**Supplied records**
^^^^
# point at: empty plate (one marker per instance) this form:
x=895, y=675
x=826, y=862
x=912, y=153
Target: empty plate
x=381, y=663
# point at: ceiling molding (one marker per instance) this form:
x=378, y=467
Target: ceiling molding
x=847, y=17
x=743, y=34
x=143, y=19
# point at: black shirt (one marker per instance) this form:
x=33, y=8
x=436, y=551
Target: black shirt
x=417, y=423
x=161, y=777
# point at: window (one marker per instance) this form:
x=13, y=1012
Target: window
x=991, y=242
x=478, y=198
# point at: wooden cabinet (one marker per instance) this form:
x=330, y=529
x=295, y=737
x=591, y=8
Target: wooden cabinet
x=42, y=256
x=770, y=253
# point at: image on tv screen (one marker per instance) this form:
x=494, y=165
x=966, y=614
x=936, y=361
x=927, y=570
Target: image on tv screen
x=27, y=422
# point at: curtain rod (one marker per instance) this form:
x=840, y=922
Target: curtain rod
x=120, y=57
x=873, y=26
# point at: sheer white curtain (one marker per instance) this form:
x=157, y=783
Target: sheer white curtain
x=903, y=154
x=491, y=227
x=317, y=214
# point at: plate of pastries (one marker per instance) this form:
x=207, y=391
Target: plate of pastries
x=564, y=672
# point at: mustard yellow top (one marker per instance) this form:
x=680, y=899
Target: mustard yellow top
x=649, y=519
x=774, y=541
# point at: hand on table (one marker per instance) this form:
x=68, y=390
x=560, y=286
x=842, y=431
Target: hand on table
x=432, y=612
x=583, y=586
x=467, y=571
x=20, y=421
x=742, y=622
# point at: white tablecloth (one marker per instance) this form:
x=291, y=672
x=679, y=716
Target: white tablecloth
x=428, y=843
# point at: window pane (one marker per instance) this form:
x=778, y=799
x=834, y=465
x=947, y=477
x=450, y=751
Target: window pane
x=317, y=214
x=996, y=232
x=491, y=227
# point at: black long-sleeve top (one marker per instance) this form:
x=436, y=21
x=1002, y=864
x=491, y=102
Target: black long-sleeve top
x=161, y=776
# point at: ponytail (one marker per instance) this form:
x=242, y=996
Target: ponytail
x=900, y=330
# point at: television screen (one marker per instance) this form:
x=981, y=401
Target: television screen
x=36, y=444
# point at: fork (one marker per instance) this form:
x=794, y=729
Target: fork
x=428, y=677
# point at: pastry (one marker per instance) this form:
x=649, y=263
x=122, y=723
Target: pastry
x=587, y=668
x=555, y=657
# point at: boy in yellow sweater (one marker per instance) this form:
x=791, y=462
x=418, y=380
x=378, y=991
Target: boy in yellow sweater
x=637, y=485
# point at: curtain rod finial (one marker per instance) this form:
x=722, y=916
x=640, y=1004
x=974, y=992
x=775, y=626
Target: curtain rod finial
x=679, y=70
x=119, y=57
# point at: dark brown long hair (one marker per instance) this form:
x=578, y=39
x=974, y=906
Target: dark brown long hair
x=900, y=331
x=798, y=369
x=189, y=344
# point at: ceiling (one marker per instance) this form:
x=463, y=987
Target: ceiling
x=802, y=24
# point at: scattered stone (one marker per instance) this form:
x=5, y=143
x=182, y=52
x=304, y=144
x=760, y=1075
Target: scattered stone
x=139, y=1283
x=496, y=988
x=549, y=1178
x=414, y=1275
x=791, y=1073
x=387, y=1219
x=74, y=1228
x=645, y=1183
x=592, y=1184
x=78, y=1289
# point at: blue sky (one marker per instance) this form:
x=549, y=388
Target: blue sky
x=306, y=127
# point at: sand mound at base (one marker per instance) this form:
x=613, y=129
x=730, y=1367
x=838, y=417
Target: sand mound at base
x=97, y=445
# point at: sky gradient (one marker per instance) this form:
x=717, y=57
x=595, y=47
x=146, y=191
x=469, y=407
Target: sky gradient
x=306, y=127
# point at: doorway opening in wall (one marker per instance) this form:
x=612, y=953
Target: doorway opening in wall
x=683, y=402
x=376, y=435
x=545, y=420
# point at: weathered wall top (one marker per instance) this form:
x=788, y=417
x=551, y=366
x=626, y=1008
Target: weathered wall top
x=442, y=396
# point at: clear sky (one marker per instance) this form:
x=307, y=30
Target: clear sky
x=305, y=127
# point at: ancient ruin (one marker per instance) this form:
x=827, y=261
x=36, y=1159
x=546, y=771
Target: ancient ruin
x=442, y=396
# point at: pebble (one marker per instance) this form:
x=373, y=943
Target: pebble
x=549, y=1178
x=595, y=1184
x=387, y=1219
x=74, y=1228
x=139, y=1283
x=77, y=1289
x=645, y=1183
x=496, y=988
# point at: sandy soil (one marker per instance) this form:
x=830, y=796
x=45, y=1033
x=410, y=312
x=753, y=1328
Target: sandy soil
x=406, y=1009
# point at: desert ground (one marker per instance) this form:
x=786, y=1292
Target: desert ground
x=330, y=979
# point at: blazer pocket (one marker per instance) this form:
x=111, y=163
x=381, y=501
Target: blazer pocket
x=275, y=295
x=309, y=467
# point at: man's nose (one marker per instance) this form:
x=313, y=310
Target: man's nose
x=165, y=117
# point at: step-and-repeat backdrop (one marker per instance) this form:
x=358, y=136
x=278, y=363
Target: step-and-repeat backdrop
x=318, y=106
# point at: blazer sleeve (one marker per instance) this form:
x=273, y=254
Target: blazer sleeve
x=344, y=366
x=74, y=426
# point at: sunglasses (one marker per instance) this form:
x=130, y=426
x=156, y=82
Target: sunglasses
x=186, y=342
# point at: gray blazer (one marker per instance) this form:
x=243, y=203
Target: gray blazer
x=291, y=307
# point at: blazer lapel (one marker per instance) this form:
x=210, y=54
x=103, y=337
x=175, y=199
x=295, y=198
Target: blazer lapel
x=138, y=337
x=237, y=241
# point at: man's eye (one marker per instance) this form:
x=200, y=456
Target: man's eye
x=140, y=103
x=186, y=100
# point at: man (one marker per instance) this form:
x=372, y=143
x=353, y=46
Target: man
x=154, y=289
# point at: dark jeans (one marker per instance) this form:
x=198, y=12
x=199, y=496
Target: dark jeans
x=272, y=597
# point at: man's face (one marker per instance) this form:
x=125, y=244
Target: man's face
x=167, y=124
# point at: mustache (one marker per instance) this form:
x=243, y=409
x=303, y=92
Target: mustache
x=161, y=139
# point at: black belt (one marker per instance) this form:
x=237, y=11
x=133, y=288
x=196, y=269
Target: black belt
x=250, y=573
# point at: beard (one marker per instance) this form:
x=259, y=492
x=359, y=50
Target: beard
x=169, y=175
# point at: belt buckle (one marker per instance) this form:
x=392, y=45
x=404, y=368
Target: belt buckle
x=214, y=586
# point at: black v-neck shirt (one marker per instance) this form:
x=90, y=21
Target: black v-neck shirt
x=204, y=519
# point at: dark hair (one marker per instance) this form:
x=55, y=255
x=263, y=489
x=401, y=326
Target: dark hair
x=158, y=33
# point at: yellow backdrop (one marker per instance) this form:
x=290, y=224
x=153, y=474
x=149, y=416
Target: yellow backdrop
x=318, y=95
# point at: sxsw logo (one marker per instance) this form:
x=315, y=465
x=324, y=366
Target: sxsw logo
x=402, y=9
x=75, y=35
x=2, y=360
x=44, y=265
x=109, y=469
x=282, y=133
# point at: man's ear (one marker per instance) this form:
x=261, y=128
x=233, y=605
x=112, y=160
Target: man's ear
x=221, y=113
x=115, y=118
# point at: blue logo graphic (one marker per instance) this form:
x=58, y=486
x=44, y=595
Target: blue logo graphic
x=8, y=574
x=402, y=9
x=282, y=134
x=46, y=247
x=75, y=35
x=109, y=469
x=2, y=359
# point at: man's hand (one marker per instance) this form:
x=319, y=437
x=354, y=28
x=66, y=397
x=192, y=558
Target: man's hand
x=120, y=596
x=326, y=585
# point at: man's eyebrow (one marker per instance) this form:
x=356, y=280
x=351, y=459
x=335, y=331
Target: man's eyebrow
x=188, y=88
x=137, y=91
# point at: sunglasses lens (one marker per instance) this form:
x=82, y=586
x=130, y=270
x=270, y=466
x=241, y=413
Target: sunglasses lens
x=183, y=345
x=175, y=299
^^^^
**Goal**
Please copy out the items word for word, starting with the line that contains "# point at: man's eyebrow" and going on through the final line of the items above.

**Answer to this problem**
# point at: man's eyebrow (one marker per instance) this form:
x=356, y=280
x=351, y=459
x=335, y=331
Target: man's eyebrow
x=188, y=88
x=137, y=91
# point at: sunglasses lens (one marker per instance) this form:
x=82, y=586
x=130, y=270
x=270, y=466
x=241, y=413
Target: sunglasses lens
x=183, y=345
x=175, y=299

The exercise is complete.